-- SUPPLIED DATA start --
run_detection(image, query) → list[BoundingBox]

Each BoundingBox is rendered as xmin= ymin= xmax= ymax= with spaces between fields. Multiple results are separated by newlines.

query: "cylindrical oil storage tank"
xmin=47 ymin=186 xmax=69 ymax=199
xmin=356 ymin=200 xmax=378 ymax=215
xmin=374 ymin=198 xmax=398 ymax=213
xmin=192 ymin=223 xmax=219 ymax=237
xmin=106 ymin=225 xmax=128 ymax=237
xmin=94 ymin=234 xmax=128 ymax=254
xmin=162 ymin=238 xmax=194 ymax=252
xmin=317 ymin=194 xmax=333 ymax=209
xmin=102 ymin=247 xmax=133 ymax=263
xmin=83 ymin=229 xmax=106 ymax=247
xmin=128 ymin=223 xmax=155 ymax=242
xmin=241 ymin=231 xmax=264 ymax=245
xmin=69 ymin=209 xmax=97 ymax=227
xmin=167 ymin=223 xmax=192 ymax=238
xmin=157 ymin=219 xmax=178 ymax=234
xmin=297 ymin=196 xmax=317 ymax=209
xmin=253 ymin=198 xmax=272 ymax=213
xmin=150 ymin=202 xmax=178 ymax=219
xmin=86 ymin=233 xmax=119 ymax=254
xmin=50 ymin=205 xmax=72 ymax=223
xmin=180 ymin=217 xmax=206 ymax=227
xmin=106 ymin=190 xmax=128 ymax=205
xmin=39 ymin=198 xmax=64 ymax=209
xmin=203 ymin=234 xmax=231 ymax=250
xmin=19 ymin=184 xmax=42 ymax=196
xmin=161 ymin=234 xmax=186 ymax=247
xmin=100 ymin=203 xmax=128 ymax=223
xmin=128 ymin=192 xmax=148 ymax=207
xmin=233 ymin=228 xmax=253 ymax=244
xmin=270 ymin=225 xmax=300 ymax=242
-- SUPPLIED DATA end --
THE REQUEST: Rewrite every line of the records above as a numbered list, omitting blank lines.

TASK ANSWER:
1. run_detection(image, query) → list[BoundingBox]
2. Each BoundingBox is rendered as xmin= ymin= xmax= ymax= with spaces between fields. Multiple results are separated by newlines.
3. query: "cylindrical oil storage tank"
4. xmin=47 ymin=186 xmax=69 ymax=199
5. xmin=356 ymin=200 xmax=378 ymax=215
6. xmin=374 ymin=198 xmax=398 ymax=213
7. xmin=192 ymin=223 xmax=219 ymax=237
8. xmin=106 ymin=225 xmax=128 ymax=237
9. xmin=94 ymin=234 xmax=128 ymax=254
10. xmin=162 ymin=238 xmax=194 ymax=252
11. xmin=317 ymin=194 xmax=333 ymax=209
12. xmin=102 ymin=247 xmax=133 ymax=263
13. xmin=83 ymin=229 xmax=106 ymax=247
14. xmin=128 ymin=223 xmax=155 ymax=242
15. xmin=241 ymin=231 xmax=264 ymax=245
16. xmin=69 ymin=209 xmax=97 ymax=227
17. xmin=167 ymin=223 xmax=192 ymax=238
18. xmin=157 ymin=219 xmax=178 ymax=234
19. xmin=297 ymin=196 xmax=317 ymax=209
20. xmin=253 ymin=198 xmax=272 ymax=213
21. xmin=150 ymin=202 xmax=178 ymax=219
22. xmin=86 ymin=233 xmax=119 ymax=254
23. xmin=50 ymin=205 xmax=72 ymax=223
24. xmin=180 ymin=217 xmax=206 ymax=227
25. xmin=106 ymin=190 xmax=128 ymax=205
26. xmin=39 ymin=198 xmax=64 ymax=209
27. xmin=203 ymin=234 xmax=231 ymax=250
28. xmin=19 ymin=184 xmax=42 ymax=196
29. xmin=161 ymin=234 xmax=186 ymax=247
30. xmin=100 ymin=203 xmax=128 ymax=223
31. xmin=128 ymin=192 xmax=148 ymax=207
32. xmin=233 ymin=228 xmax=253 ymax=244
33. xmin=270 ymin=225 xmax=300 ymax=242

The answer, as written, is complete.